--- START ---
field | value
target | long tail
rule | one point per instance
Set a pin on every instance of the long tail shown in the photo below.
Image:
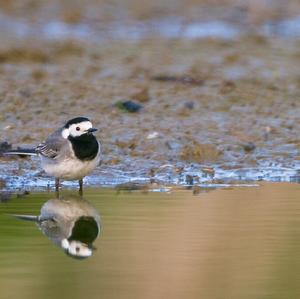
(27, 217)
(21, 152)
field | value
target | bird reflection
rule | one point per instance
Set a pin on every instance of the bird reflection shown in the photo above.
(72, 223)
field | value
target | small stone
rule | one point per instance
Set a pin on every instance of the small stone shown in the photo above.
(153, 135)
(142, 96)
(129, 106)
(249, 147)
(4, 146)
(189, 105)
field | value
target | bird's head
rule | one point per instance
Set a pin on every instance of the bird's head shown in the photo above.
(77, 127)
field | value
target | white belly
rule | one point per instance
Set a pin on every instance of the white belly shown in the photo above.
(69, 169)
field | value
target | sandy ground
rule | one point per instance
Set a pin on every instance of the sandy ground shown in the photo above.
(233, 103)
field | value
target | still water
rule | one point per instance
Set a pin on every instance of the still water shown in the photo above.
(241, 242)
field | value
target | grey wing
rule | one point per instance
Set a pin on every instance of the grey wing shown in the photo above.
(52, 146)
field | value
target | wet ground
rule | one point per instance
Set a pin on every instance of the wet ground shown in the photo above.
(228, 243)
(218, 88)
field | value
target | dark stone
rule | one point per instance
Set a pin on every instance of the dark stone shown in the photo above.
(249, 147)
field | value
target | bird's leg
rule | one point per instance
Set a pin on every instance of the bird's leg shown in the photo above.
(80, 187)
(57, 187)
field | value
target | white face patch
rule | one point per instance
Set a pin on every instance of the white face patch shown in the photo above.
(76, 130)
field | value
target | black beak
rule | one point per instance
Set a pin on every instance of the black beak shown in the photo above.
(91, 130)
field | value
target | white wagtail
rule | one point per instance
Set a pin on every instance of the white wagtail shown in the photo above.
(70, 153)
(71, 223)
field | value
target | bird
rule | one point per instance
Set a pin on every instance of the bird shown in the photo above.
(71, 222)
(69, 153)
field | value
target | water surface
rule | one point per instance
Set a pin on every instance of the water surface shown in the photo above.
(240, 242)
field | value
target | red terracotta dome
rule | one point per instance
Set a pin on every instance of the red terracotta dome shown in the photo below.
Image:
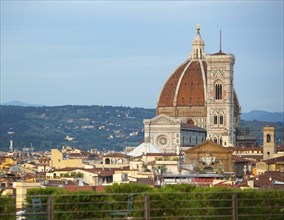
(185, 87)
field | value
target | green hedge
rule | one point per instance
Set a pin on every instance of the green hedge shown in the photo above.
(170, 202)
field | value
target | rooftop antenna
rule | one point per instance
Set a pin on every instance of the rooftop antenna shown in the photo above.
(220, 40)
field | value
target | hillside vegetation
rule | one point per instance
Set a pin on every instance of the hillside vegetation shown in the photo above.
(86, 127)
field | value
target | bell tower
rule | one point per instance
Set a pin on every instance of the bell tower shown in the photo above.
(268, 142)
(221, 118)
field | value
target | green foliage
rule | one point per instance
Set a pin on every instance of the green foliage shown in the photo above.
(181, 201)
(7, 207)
--- END ---
--- START ---
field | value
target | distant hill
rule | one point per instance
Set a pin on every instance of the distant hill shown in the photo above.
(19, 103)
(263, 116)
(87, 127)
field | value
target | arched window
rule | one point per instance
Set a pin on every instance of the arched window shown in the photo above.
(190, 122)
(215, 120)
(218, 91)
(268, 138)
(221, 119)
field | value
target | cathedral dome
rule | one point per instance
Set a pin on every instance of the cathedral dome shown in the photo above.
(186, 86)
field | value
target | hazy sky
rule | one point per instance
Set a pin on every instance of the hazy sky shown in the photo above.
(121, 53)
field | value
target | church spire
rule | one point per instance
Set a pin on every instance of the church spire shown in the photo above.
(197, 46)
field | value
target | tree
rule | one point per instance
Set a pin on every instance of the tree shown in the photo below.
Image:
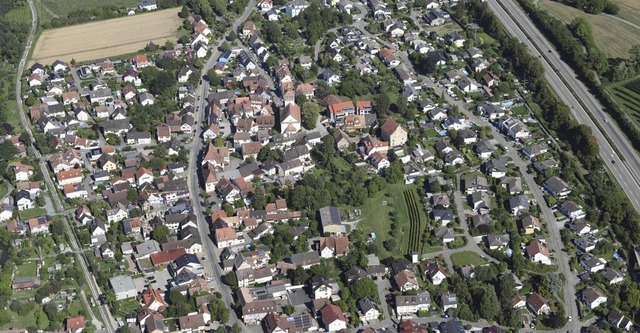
--- END ---
* _What to work on_: Keep only those lines of the records that hold "tree", and return them.

* _Final answer_:
target | tree
Set a pin on every instance of the tree shown in the photo below.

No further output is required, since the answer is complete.